The amplicon step uses pixelator single-cell-pna amplicon to create full-length amplicon sequences from both single-end and paired-end data. It will also filter reads based on the presence of the pixel binding sequences and the quality of the reads.

Output files
  • pixelator
    • amplicon
      • <sample-id>.amplizon.fq.zst: Combine R1 and R2 reads into full amplicon reads.
      • <sample-id>.report.json: QC metrics collected by the amplicon step.
      • <sample-id>.meta.json: Command invocation metadata.
    • logs
      • <sample-id>.pixelator-amplicon.log: pixelator log output.

Demultiplexing

The pixelator single-cell-pna demux command assigns each read to a marker groups, and saves these to parquet files for further processing by the collapse command. It also generates QC report in JSON format. Discarded reads (i.e. reads that did not have a match to any marker in the panel) are saved to a separate <sample-id>.demux.failed.zst file.

In the parquet files the molecules from each amplicon are stored in a byte array format, to allow for fast processing in the collapse step.

These processed and discarded FASTQ reads are intermediate and by default not placed in the output folder with the final files delivered to users.

Output files
  • pixelator
    • demux

      • <sample-id>.demux.failed.fq.zst: Discarded reads that do not match a marker.

- Items -
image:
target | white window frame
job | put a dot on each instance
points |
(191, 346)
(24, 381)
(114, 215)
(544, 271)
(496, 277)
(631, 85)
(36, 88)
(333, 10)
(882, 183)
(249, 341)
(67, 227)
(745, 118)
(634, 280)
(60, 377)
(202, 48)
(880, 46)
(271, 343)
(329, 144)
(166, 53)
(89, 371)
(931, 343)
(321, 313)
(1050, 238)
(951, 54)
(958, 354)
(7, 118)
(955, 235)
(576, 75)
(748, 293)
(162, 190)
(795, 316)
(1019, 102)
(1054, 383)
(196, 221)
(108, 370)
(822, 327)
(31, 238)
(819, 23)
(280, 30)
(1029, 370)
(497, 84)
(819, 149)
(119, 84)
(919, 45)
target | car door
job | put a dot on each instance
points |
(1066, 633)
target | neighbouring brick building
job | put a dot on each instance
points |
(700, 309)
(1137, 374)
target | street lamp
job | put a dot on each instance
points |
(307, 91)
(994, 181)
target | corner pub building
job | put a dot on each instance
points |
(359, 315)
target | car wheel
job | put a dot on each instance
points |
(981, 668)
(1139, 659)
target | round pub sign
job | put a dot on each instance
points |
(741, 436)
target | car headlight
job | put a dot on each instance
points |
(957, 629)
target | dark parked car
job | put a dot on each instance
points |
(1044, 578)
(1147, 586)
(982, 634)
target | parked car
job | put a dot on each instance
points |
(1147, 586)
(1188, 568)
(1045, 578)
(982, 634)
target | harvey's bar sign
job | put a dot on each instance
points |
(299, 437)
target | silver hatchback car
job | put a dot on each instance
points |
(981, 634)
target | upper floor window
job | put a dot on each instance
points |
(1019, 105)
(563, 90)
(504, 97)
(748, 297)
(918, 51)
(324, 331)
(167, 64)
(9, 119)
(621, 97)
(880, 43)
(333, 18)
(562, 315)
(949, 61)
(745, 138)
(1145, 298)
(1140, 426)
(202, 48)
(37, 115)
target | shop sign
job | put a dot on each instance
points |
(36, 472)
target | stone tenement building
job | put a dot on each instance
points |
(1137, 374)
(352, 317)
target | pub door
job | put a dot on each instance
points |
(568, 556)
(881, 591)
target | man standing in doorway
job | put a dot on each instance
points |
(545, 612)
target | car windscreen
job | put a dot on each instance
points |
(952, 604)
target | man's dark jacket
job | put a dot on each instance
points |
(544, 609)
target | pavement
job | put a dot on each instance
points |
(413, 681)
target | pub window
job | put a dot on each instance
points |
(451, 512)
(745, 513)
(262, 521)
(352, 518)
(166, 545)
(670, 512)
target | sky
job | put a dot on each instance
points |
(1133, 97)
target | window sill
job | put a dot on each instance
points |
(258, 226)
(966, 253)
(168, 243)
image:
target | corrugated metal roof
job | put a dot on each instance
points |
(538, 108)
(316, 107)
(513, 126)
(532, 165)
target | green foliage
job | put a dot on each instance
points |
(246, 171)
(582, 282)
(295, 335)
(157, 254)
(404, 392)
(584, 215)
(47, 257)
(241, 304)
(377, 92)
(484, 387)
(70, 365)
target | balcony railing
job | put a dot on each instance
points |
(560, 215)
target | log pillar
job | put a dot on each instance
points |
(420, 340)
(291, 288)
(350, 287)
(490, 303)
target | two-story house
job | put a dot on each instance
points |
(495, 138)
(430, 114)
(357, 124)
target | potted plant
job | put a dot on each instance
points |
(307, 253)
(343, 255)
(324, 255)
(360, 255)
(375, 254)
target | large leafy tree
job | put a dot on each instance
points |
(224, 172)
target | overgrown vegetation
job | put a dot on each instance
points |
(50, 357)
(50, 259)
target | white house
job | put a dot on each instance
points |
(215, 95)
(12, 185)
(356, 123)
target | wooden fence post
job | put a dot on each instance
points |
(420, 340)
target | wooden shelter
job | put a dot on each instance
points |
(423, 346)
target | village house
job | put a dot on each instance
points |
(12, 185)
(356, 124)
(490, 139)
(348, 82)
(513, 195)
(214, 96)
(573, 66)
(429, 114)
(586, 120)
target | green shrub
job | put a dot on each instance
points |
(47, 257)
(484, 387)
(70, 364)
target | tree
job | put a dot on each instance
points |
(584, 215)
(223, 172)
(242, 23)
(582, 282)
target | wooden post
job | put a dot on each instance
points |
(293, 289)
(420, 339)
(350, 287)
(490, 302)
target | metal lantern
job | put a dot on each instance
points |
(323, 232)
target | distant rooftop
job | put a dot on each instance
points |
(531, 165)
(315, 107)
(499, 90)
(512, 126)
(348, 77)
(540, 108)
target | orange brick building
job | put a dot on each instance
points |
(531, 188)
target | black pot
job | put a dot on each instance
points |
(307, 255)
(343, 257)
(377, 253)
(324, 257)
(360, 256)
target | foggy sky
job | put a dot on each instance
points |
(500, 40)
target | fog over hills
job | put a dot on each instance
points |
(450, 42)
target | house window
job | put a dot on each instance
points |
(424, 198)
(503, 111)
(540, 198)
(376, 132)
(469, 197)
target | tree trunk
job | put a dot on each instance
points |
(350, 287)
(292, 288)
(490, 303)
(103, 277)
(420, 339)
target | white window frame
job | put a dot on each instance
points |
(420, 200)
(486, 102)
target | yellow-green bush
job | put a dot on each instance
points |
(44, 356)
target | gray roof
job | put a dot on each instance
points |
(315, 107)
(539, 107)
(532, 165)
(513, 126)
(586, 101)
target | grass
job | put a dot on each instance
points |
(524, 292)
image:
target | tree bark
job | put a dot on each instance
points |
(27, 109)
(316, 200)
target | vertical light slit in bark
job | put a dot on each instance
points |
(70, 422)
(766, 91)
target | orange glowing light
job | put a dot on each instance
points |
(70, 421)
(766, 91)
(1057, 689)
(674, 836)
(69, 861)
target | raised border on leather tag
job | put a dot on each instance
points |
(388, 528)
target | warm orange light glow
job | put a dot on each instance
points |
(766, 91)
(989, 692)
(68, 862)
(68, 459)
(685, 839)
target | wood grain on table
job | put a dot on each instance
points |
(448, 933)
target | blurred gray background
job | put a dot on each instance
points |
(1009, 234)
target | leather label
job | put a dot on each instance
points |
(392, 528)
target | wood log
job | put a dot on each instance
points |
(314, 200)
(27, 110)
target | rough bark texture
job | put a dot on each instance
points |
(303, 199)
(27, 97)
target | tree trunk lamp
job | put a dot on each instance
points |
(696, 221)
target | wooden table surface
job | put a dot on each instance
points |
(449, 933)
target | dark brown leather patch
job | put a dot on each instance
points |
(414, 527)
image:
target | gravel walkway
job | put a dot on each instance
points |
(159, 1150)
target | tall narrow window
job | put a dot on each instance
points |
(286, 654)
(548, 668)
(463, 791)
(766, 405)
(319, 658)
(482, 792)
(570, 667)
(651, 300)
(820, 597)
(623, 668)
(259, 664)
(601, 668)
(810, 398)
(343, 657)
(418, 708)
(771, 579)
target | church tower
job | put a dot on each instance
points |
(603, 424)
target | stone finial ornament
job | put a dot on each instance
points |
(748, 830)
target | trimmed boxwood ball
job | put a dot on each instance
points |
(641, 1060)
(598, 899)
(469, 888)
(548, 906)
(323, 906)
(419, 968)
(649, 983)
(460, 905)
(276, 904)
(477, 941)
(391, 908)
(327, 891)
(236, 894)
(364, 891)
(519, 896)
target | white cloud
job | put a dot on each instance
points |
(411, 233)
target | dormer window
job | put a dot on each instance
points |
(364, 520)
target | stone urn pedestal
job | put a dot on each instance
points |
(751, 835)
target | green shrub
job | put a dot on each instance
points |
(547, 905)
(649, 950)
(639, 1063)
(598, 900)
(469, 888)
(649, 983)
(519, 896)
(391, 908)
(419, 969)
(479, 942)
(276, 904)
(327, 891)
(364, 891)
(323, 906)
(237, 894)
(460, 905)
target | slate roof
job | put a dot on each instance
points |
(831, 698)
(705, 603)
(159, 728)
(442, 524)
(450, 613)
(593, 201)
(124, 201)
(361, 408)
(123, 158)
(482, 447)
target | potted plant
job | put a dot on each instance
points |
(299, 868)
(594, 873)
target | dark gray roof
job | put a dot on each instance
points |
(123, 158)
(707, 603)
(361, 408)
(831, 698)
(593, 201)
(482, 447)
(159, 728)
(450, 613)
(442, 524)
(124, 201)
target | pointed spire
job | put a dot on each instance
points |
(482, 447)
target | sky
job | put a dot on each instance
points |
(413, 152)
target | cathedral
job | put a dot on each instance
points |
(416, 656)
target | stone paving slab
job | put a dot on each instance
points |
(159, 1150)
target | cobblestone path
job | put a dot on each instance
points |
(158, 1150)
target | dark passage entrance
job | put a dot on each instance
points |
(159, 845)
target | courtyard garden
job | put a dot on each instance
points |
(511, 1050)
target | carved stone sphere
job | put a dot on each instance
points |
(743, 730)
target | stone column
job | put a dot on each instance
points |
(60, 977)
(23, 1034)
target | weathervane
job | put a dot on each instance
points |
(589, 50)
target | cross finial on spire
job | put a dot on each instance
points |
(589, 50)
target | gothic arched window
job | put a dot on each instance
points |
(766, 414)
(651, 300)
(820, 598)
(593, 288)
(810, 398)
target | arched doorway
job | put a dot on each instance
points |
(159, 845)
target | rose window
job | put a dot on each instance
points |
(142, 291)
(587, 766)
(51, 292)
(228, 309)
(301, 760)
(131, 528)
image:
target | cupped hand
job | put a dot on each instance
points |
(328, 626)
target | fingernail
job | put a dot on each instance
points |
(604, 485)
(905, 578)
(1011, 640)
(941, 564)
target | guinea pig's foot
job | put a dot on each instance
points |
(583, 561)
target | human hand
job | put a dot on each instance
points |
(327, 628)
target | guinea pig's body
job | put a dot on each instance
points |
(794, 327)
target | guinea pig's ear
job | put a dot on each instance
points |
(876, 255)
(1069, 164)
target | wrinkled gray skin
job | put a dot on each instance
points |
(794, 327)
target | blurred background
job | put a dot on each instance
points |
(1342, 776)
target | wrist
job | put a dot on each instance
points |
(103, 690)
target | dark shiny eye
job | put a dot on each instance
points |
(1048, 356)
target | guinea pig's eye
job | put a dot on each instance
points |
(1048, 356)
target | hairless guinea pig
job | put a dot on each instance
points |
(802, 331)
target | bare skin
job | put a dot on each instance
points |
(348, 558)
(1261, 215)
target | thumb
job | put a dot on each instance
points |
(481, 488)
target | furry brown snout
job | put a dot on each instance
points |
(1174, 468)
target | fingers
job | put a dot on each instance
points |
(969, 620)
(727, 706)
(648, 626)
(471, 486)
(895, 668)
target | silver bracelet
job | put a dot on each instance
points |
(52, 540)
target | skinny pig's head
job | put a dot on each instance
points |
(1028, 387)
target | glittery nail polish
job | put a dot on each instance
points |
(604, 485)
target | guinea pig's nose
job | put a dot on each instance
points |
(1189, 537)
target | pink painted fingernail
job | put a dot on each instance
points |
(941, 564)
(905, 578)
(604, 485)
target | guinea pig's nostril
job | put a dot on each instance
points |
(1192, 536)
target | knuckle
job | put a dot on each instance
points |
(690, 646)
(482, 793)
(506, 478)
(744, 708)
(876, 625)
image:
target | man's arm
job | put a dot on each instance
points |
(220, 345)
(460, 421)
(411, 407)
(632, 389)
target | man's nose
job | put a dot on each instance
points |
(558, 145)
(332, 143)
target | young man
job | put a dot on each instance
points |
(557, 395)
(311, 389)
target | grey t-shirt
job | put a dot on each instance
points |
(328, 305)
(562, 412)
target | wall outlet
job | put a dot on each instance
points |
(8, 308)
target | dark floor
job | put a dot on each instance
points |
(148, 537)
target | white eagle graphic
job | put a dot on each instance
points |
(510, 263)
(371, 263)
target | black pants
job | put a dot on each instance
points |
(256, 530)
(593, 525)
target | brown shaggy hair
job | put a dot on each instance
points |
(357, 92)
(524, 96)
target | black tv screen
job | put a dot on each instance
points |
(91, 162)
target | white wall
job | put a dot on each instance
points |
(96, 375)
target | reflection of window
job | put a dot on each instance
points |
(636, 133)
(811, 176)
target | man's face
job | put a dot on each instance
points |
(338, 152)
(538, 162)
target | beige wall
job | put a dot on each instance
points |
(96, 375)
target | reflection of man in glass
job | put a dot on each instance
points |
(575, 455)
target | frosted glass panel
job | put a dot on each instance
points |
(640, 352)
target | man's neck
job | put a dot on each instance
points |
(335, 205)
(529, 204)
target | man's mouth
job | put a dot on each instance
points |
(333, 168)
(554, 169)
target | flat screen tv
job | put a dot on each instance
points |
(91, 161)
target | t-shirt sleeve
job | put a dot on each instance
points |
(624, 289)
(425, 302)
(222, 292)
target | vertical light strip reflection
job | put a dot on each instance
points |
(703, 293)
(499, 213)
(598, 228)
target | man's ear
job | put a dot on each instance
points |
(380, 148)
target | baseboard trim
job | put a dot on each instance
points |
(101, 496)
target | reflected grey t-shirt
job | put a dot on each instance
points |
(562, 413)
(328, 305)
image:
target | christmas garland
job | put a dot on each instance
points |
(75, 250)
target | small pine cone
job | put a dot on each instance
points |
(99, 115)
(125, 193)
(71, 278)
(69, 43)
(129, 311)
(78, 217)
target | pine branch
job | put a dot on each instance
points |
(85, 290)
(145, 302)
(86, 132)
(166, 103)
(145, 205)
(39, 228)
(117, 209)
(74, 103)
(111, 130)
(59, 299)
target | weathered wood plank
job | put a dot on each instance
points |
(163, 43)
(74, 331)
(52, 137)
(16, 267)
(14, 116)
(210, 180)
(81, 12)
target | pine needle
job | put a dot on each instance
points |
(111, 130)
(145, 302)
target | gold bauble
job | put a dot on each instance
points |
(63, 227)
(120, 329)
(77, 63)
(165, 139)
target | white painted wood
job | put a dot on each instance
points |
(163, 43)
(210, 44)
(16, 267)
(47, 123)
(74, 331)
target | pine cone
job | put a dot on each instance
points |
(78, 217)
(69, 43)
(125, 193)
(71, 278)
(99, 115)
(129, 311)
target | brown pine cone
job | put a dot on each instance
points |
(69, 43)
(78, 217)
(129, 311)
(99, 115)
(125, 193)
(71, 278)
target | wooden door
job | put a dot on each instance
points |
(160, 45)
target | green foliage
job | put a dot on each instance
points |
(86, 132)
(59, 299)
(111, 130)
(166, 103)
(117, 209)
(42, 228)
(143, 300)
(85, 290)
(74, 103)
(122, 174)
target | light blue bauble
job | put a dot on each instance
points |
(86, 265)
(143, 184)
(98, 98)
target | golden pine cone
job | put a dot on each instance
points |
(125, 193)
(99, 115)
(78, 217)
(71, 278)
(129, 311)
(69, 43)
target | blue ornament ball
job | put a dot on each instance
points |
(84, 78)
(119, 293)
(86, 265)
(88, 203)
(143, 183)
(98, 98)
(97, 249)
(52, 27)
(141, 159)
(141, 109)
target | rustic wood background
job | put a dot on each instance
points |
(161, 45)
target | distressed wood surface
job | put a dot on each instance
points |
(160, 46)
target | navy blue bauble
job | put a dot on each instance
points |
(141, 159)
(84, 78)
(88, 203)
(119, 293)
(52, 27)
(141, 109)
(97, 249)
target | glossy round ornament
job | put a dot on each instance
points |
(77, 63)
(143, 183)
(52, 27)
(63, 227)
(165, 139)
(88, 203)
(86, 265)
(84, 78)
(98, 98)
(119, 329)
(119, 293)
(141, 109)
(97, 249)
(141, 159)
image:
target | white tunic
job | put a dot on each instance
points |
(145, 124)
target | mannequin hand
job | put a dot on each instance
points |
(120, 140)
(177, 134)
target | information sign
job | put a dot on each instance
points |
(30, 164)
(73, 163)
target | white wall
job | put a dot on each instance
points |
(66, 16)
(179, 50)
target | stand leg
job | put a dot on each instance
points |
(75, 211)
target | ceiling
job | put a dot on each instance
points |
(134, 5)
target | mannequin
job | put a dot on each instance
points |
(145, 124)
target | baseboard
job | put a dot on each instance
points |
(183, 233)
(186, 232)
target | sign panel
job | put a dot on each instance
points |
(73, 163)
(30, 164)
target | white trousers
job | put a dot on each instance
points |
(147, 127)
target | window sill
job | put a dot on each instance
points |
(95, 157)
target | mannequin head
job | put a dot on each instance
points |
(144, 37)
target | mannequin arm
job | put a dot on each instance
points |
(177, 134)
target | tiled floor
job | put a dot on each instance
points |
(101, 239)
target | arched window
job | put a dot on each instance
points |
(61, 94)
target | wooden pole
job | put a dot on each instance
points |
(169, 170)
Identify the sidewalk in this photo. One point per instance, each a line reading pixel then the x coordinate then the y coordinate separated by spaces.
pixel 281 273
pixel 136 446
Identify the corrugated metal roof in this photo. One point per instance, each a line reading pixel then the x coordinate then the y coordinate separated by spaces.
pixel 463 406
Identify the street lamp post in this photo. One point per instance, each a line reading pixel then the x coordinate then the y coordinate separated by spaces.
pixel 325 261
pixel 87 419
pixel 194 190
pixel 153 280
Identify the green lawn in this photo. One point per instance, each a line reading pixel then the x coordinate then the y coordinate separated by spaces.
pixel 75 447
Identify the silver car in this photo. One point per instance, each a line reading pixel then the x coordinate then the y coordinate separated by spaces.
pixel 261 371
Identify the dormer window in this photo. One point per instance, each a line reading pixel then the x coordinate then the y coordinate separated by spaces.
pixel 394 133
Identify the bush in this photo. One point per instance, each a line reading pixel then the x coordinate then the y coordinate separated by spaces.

- Task instructions -
1. From the pixelator documentation, output the stretch from "Demultiplexing" through "the collapse step.".
2. Answer these questions from the pixelator documentation:
(a) In what file format does the demux command save the marker groups?
(b) What does the <sample-id>.meta.json file of the amplicon step hold?
(c) In what format are the molecules from each amplicon stored in the parquet files?
The records are not used for anything here.

- Responses for each task -
1.
Demultiplexing

The pixelator single-cell-pna demux command assigns each read to a marker groups, and saves these to parquet files for further processing by the collapse command. It also generates QC report in JSON format. Discarded reads (i.e. reads that did not have a match to any marker in the panel) are saved to a separate <sample-id>.demux.failed.zst file.

In the parquet files the molecules from each amplicon are stored in a byte array format, to allow for fast processing in the collapse step.

2.
(a) Parquet files.
(b) Command invocation metadata.
(c) A byte array format.